**TEXT BLOCK:**
* start *
Gregory Hoblit has directed several twisty thrillers, including Primal Fear, Frequency, and Fracture – here’s our look at an underrated and unconventional run of films.
Known throughout his career as one of US TV’s premier directors, Gregory Hoblit’s run as a feature filmmaker gave us a strong run of thrillers that constantly bucks audience expectations. He has numerous Primetime Emmys to his name for series about the justice system, including Hill Street Blues, L.A. Law, and NYPD Blue, and is credited with pioneering the ‘loose camera’ techniques that were popularised again in Paul Greengrass’ Bourne films.
Hoblit credits his fascination with law and order to his formative years as an activist with an FBI agent for a father, which put them on “opposite sides of the street” politically. Nevertheless, his films revolve around characters who are lawyers, police officers, federal agents, servicemen, and even the occasional firefighter. But in terms of the projects he chooses, his big-screen work is more difficult to box in than the small-screen procedurals that made his name.
* end *
(Coordinate annotation records)
* start *
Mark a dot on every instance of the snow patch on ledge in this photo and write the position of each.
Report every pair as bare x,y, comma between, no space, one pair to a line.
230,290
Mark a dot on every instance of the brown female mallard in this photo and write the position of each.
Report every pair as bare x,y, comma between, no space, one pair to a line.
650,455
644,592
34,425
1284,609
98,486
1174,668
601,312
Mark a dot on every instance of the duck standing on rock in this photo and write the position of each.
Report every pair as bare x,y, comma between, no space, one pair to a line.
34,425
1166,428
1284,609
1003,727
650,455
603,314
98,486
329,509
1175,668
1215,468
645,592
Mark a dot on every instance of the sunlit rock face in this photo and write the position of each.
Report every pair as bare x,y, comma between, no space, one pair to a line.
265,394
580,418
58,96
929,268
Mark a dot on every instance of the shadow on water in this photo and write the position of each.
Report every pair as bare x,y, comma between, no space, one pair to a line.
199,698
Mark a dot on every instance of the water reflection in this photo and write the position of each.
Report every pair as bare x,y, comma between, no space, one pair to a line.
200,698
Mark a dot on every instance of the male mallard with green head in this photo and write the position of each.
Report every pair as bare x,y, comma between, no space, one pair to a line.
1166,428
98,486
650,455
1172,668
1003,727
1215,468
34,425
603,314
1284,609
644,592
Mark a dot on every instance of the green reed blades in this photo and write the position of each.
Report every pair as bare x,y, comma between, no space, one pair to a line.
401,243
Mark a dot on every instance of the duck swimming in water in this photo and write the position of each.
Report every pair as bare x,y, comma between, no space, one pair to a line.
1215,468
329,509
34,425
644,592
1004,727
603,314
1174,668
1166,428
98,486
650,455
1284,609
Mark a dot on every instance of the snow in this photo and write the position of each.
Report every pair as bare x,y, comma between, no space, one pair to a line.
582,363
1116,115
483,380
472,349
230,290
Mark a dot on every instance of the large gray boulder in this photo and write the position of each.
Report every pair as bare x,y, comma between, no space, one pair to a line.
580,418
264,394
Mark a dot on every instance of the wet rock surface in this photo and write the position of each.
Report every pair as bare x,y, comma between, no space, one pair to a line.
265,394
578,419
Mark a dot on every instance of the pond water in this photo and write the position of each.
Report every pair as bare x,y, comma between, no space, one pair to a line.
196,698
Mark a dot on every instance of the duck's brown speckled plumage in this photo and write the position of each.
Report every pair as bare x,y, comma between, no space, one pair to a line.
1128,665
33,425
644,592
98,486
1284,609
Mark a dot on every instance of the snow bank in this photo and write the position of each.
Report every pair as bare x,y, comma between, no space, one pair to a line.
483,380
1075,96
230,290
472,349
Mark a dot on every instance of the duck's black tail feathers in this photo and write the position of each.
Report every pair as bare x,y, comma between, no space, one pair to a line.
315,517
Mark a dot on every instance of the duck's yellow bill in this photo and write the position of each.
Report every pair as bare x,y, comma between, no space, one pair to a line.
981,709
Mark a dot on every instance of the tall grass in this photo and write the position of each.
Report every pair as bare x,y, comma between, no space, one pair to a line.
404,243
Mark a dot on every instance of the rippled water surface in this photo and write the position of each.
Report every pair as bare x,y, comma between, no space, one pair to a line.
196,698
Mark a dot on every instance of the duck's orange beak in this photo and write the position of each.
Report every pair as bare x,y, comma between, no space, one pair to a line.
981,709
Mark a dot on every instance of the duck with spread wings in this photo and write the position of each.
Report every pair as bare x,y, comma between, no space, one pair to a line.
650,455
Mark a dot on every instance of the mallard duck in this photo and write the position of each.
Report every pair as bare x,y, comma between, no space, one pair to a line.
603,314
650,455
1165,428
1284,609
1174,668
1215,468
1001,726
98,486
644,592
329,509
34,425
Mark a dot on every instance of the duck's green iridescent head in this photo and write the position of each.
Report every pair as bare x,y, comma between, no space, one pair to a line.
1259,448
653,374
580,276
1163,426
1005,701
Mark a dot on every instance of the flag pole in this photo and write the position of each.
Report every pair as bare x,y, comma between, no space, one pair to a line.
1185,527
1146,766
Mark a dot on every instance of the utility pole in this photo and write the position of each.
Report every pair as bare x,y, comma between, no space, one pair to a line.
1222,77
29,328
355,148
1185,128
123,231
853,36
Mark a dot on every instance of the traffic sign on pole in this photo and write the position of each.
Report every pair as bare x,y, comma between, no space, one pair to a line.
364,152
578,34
* end *
**BRIEF A:** Copy the Hoblit piece from the words "Known throughout his" through "Greengrass’ Bourne films.", replacing "premier directors" with "leading directors".
**BRIEF B:** According to the Hoblit piece, what job did Gregory Hoblit's father have?
**BRIEF C:** Sum up the Hoblit piece in two sentences.

**WRITTEN SOLUTION A:**
Known throughout his career as one of US TV’s leading directors, Gregory Hoblit’s run as a feature filmmaker gave us a strong run of thrillers that constantly bucks audience expectations. He has numerous Primetime Emmys to his name for series about the justice system, including Hill Street Blues, L.A. Law, and NYPD Blue, and is credited with pioneering the ‘loose camera’ techniques that were popularised again in Paul Greengrass’ Bourne films.

**WRITTEN SOLUTION B:** His father was an FBI agent.

**WRITTEN SOLUTION C:** Gregory Hoblit, an Emmy-winning TV director of justice-system series such as Hill Street Blues, L.A. Law, and NYPD Blue, went on to direct feature thrillers like Primal Fear, Frequency, and Fracture that keep defying audience expectations. His films center on lawyers, police, federal agents, and servicemen, a focus he traces to his activist youth with an FBI agent father, yet his film choices are harder to pin down than his TV procedurals.